| WHAT YOU SHOULD DO |
Extract every line in the records below that contains the word "thread". Case counts, so a line with a differently capitalized form does not qualify.

[Shape labeling records]
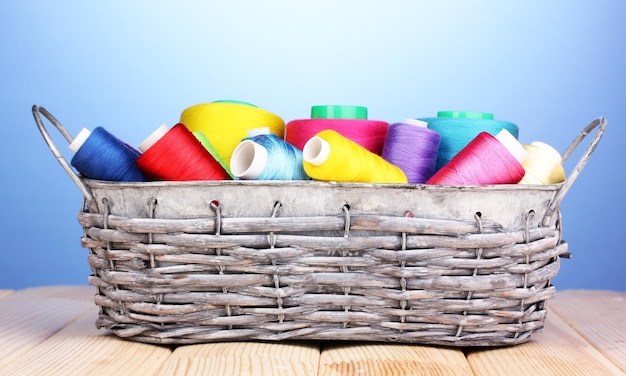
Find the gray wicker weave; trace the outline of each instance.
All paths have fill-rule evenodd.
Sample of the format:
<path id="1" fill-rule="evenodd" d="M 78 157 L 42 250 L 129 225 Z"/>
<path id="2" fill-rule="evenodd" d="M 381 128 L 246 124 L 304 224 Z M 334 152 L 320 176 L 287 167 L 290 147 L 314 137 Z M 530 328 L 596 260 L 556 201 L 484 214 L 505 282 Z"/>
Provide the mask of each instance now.
<path id="1" fill-rule="evenodd" d="M 559 185 L 83 179 L 97 326 L 158 344 L 364 340 L 522 343 L 543 327 L 561 240 Z"/>

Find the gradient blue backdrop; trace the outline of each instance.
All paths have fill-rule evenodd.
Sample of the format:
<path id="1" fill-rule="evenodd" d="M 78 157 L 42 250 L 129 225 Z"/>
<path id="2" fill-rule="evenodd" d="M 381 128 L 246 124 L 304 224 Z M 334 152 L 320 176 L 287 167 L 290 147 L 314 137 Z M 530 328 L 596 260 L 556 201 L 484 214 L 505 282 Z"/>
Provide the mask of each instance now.
<path id="1" fill-rule="evenodd" d="M 560 151 L 606 116 L 562 204 L 574 257 L 554 282 L 626 291 L 624 16 L 613 0 L 3 1 L 0 288 L 86 284 L 90 273 L 80 191 L 33 104 L 74 135 L 104 126 L 138 145 L 190 105 L 238 99 L 285 121 L 316 104 L 363 105 L 390 122 L 492 112 L 522 141 Z"/>

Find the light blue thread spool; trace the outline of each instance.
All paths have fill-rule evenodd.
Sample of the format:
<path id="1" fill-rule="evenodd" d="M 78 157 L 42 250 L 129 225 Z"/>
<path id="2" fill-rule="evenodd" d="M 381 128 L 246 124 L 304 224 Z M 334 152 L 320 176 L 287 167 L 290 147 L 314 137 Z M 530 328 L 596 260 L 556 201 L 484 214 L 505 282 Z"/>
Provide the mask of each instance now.
<path id="1" fill-rule="evenodd" d="M 263 131 L 262 131 L 263 132 Z M 302 151 L 275 134 L 244 139 L 233 151 L 230 170 L 241 180 L 307 180 Z"/>
<path id="2" fill-rule="evenodd" d="M 428 123 L 428 128 L 441 135 L 435 171 L 445 166 L 452 157 L 470 143 L 480 132 L 495 136 L 503 128 L 515 138 L 518 137 L 517 125 L 495 120 L 493 114 L 485 112 L 440 111 L 435 118 L 419 118 Z"/>

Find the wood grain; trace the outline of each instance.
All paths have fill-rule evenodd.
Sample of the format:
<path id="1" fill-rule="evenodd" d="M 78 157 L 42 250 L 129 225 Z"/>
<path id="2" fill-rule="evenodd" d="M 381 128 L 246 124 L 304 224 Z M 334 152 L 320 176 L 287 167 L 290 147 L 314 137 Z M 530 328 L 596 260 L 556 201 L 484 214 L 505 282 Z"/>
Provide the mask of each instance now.
<path id="1" fill-rule="evenodd" d="M 626 372 L 626 293 L 562 291 L 548 307 Z"/>
<path id="2" fill-rule="evenodd" d="M 95 310 L 93 291 L 87 286 L 55 286 L 4 295 L 0 299 L 0 369 L 85 312 Z"/>
<path id="3" fill-rule="evenodd" d="M 472 375 L 459 349 L 398 344 L 337 344 L 322 350 L 319 375 Z"/>
<path id="4" fill-rule="evenodd" d="M 124 341 L 94 325 L 97 309 L 0 368 L 3 375 L 154 375 L 166 347 Z"/>
<path id="5" fill-rule="evenodd" d="M 178 347 L 159 375 L 317 375 L 316 343 L 232 342 Z"/>
<path id="6" fill-rule="evenodd" d="M 602 376 L 623 375 L 591 344 L 561 320 L 548 315 L 545 330 L 524 344 L 470 350 L 467 360 L 476 375 Z"/>

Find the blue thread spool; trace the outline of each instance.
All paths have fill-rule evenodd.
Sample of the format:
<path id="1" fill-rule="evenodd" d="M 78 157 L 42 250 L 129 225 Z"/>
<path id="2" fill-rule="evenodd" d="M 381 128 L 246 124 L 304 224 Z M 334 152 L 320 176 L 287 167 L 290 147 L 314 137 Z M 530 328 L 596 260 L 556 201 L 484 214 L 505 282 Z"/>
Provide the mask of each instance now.
<path id="1" fill-rule="evenodd" d="M 428 123 L 428 128 L 441 135 L 435 171 L 445 166 L 481 132 L 495 136 L 502 129 L 518 137 L 517 125 L 503 120 L 495 120 L 486 112 L 439 111 L 436 118 L 419 118 Z"/>
<path id="2" fill-rule="evenodd" d="M 102 127 L 83 129 L 69 148 L 75 153 L 70 163 L 89 179 L 145 181 L 135 165 L 140 153 Z"/>
<path id="3" fill-rule="evenodd" d="M 252 129 L 231 156 L 230 170 L 242 180 L 307 180 L 302 151 L 269 128 Z"/>

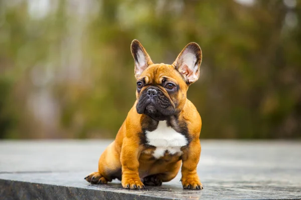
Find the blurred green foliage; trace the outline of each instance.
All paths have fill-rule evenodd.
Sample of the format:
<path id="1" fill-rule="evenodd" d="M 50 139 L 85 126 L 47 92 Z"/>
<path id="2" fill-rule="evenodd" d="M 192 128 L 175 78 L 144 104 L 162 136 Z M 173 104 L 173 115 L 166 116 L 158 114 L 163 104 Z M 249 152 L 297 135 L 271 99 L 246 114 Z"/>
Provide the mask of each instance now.
<path id="1" fill-rule="evenodd" d="M 299 138 L 301 2 L 244 2 L 0 0 L 0 138 L 114 137 L 136 38 L 157 63 L 201 46 L 201 138 Z"/>

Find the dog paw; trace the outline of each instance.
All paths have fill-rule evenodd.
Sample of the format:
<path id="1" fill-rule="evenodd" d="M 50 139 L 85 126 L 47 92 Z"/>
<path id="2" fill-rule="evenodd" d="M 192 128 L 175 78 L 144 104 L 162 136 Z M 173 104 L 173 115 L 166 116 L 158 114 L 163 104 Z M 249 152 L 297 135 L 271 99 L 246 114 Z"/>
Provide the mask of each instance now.
<path id="1" fill-rule="evenodd" d="M 140 180 L 140 178 L 136 177 L 122 177 L 121 184 L 123 188 L 126 189 L 142 190 L 145 187 Z"/>
<path id="2" fill-rule="evenodd" d="M 198 177 L 190 177 L 187 178 L 182 178 L 181 181 L 183 188 L 186 190 L 203 190 L 203 185 Z"/>
<path id="3" fill-rule="evenodd" d="M 156 174 L 149 176 L 143 179 L 143 183 L 145 186 L 161 186 L 162 180 Z"/>
<path id="4" fill-rule="evenodd" d="M 85 180 L 92 184 L 106 184 L 107 180 L 99 172 L 93 172 L 85 177 Z"/>

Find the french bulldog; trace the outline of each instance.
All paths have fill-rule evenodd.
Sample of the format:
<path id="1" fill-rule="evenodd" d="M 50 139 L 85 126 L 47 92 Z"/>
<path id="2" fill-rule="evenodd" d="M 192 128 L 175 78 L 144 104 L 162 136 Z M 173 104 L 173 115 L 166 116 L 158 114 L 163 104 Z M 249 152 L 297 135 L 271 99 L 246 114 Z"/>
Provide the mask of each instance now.
<path id="1" fill-rule="evenodd" d="M 172 64 L 155 64 L 142 44 L 132 41 L 136 100 L 115 140 L 102 153 L 98 170 L 85 178 L 92 184 L 113 179 L 127 189 L 161 186 L 181 168 L 184 189 L 202 190 L 197 174 L 201 154 L 201 116 L 187 98 L 200 76 L 202 51 L 191 42 Z"/>

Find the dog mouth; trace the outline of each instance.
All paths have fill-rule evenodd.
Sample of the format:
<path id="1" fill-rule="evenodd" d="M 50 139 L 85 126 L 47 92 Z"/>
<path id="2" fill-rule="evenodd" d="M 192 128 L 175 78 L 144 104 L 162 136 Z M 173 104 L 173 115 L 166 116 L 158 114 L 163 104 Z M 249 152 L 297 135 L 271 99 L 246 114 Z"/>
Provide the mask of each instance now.
<path id="1" fill-rule="evenodd" d="M 144 114 L 157 120 L 165 120 L 174 114 L 174 108 L 163 92 L 156 87 L 145 89 L 136 106 L 139 114 Z"/>

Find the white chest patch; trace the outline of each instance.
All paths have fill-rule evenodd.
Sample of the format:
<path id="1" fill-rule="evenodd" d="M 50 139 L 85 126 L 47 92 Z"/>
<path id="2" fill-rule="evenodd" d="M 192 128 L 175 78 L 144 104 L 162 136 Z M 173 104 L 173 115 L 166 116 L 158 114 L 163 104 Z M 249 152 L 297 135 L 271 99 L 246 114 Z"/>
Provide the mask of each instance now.
<path id="1" fill-rule="evenodd" d="M 156 147 L 153 156 L 157 158 L 163 156 L 167 150 L 171 154 L 181 152 L 181 147 L 187 144 L 185 136 L 168 126 L 166 121 L 159 121 L 157 129 L 146 130 L 145 136 L 147 144 Z"/>

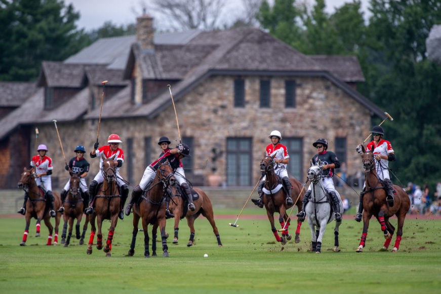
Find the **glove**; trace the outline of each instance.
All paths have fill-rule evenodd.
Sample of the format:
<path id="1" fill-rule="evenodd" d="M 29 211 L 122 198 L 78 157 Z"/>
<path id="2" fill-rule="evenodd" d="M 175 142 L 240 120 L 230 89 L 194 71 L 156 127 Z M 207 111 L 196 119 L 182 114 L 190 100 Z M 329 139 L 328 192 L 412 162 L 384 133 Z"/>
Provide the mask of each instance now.
<path id="1" fill-rule="evenodd" d="M 358 154 L 359 154 L 360 155 L 361 155 L 362 154 L 363 154 L 363 151 L 362 148 L 363 148 L 363 145 L 362 145 L 361 144 L 357 145 L 355 148 L 355 151 L 356 151 L 357 153 L 358 153 Z"/>

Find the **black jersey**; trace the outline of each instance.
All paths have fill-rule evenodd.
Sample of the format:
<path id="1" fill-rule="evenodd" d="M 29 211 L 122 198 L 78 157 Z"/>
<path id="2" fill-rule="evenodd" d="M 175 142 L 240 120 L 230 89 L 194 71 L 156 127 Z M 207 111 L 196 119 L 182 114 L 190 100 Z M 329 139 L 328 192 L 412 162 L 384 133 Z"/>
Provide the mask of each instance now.
<path id="1" fill-rule="evenodd" d="M 332 163 L 335 165 L 335 168 L 340 167 L 340 163 L 338 158 L 337 158 L 337 155 L 332 151 L 325 151 L 322 153 L 318 153 L 314 156 L 312 158 L 312 163 L 315 164 L 318 162 L 318 160 L 322 162 L 322 165 L 325 164 L 331 164 Z M 334 169 L 328 168 L 323 171 L 322 176 L 332 177 L 334 175 Z"/>
<path id="2" fill-rule="evenodd" d="M 76 157 L 74 157 L 69 162 L 69 167 L 72 170 L 72 173 L 81 175 L 85 172 L 89 172 L 90 164 L 83 157 L 80 160 L 76 160 Z"/>

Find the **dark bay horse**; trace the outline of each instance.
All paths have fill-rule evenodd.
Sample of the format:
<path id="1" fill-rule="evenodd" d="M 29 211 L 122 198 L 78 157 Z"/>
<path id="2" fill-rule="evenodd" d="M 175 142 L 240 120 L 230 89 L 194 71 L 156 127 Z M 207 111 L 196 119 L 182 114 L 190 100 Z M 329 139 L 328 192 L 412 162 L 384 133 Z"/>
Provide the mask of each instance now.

| CORRECT OUTPUT |
Find the light blue thread spool; trace the outline of each instance.
Find the blue thread spool; trace the outline of each instance.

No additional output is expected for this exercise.